What to produce ▸ List every line of the data below that contains the string "green", copying each line in full. Matching is case-sensitive.

Excerpted records ▸
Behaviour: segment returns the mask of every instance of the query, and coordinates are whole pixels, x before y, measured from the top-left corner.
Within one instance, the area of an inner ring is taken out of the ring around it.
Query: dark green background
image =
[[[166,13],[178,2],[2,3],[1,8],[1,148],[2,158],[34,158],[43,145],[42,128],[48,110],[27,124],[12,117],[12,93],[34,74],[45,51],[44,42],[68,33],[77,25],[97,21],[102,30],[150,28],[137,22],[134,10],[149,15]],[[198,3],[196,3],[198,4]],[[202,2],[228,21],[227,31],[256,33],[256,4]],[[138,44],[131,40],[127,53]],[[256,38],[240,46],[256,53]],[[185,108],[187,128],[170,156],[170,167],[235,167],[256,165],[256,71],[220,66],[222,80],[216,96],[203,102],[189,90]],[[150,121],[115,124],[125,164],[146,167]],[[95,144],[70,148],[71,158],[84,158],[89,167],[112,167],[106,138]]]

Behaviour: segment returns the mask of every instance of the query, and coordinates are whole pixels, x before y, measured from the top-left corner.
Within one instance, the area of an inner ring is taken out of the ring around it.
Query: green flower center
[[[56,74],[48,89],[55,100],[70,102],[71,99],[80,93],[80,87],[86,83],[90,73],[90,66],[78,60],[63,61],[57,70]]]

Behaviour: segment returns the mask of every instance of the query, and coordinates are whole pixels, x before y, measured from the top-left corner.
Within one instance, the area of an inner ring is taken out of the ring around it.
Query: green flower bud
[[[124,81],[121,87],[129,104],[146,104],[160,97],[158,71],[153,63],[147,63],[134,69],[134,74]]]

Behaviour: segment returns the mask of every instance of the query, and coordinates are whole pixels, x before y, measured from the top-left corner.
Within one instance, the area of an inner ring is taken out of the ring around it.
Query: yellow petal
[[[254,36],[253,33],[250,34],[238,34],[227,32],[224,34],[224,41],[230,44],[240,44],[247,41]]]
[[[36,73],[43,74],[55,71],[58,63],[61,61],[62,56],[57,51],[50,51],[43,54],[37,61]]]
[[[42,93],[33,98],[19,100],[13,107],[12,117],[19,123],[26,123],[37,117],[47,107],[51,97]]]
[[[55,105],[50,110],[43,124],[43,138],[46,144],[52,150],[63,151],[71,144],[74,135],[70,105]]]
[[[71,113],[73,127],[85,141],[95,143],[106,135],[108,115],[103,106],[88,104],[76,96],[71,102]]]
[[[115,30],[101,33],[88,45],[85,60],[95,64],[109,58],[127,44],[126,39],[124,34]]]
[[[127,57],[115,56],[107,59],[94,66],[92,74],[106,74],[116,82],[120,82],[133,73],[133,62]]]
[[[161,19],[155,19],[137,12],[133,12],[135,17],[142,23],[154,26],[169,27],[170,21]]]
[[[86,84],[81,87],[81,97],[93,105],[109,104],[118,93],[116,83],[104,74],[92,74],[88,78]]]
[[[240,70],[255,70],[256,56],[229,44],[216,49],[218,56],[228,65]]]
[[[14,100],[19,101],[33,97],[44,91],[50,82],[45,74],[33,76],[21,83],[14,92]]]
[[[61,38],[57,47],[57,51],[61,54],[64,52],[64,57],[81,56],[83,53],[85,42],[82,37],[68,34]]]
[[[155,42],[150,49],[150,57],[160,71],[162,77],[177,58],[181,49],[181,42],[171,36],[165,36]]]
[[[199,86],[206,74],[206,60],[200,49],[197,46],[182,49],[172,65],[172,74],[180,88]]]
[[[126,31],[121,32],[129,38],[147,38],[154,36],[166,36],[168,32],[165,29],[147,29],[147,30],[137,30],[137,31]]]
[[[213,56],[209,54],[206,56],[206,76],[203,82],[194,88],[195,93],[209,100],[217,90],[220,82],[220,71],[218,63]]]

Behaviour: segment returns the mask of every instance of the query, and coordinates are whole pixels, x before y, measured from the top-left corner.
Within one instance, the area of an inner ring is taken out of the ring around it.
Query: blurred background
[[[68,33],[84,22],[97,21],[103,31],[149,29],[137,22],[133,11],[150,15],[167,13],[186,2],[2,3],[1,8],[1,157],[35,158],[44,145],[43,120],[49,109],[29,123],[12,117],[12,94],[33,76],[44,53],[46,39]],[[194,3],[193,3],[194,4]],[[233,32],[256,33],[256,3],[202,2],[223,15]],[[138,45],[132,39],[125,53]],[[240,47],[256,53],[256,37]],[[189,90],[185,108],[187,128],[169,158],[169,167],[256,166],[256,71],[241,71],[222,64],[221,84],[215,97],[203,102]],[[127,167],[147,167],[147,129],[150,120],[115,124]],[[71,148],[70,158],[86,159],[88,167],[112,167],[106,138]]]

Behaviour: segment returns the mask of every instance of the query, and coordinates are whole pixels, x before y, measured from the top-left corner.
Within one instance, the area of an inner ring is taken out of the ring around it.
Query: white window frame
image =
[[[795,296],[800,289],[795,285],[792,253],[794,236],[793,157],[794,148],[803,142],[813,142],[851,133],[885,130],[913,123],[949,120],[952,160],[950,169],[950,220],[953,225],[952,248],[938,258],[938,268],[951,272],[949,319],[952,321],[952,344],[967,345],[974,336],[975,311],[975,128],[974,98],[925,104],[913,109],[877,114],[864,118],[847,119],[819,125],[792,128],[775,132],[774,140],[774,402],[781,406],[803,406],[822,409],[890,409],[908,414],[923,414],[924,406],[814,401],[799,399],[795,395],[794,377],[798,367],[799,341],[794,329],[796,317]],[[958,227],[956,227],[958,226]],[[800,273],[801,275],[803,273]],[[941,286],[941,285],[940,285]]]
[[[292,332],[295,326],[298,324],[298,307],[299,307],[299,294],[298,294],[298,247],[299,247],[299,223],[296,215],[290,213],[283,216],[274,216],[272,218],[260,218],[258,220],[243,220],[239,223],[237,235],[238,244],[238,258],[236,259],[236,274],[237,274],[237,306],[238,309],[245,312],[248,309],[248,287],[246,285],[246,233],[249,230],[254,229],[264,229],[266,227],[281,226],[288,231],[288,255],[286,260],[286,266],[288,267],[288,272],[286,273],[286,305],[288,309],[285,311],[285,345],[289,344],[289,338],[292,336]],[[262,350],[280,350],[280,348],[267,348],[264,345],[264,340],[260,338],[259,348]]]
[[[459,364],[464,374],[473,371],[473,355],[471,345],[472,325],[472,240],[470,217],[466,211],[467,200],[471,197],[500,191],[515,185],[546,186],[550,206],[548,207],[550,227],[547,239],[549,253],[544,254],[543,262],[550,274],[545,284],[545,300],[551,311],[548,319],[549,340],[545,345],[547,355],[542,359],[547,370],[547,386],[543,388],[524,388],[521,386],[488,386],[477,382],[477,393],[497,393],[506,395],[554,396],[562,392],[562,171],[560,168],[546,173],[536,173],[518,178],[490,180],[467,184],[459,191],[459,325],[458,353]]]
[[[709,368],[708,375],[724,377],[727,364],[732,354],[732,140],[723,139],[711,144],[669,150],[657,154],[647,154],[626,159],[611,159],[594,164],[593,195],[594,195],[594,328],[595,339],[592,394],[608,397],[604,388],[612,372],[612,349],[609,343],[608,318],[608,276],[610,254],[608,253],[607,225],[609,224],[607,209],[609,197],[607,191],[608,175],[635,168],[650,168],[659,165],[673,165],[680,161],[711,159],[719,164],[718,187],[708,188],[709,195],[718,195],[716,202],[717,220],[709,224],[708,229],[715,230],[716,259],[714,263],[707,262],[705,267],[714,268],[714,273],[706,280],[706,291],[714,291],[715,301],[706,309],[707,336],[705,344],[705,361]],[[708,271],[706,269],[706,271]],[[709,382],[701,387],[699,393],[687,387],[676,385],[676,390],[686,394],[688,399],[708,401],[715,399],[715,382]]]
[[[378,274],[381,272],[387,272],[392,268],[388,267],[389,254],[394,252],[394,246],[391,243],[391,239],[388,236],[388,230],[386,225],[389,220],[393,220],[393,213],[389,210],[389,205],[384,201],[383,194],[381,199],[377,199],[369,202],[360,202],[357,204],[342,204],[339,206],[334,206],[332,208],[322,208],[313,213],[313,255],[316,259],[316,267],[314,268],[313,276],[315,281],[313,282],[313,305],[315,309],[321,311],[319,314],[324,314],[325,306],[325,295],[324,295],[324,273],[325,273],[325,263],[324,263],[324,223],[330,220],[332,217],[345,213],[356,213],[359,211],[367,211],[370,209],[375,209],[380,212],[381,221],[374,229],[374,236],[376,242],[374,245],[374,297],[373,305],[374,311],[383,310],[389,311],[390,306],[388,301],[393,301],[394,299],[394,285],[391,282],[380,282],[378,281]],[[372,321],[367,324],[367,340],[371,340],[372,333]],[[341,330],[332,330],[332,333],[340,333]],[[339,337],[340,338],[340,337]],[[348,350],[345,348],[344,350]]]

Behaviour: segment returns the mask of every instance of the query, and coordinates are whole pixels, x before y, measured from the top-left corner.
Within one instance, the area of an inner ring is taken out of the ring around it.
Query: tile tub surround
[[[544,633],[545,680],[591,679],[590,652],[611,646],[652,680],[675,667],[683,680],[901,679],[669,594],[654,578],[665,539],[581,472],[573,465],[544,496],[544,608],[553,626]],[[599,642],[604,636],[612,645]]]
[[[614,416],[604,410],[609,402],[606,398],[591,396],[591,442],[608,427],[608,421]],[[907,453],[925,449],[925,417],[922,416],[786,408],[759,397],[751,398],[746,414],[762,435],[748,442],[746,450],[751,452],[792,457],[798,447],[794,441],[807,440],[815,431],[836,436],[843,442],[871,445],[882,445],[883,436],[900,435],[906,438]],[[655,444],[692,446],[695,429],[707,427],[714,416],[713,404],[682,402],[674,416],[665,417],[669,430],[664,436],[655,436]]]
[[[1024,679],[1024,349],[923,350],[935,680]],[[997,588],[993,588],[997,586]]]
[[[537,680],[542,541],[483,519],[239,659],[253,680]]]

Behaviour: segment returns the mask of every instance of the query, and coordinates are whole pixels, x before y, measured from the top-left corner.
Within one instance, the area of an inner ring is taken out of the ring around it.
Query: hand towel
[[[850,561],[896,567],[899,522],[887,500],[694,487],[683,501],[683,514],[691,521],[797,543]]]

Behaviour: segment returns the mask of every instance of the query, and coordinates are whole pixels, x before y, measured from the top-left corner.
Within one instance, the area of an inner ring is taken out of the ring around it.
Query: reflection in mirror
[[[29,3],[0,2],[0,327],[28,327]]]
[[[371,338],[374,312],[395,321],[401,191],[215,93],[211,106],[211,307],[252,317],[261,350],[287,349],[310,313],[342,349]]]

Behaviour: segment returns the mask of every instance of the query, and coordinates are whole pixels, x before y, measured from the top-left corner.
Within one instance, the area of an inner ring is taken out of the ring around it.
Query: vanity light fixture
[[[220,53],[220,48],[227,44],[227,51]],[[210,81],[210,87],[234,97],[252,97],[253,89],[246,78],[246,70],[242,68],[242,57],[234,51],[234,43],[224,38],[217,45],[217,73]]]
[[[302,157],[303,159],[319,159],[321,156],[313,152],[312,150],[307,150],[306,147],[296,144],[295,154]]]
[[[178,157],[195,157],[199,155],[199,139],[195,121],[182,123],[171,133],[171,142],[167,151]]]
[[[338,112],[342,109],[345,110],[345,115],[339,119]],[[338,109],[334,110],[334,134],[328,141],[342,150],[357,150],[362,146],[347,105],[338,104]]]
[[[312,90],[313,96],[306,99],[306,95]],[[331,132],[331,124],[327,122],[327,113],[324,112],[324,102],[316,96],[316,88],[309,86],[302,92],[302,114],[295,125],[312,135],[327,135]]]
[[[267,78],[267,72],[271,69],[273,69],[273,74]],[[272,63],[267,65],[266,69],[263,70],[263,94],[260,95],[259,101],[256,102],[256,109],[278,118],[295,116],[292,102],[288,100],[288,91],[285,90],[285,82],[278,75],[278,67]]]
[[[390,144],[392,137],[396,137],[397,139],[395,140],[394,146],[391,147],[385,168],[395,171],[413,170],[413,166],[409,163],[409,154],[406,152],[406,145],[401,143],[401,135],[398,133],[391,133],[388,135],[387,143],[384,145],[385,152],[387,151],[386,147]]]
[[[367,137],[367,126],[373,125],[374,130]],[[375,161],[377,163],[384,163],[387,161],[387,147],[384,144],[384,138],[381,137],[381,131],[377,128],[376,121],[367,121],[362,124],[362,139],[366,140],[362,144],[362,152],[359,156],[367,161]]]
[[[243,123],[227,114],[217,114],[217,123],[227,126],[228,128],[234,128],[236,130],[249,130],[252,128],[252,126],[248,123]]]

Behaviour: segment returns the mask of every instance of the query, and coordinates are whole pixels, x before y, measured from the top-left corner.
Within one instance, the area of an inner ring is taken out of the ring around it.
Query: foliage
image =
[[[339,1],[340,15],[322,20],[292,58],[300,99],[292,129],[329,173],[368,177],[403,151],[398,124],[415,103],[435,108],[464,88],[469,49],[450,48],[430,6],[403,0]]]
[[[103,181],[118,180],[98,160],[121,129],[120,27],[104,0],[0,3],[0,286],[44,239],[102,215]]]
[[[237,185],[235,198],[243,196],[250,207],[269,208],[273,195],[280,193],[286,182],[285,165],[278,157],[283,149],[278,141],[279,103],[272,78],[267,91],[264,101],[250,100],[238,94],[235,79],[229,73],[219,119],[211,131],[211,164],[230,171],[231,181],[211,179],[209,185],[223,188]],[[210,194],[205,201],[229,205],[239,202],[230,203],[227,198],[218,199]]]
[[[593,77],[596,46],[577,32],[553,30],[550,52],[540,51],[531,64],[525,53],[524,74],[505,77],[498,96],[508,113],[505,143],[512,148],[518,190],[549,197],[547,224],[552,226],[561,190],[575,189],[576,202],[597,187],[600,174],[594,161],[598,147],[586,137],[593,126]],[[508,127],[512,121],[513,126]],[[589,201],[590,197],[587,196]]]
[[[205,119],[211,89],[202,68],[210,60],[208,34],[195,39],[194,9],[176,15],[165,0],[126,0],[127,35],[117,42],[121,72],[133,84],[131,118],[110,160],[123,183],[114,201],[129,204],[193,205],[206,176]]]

Final result ▸
Query: dark green background
Query: green flower center
Query: green flower bud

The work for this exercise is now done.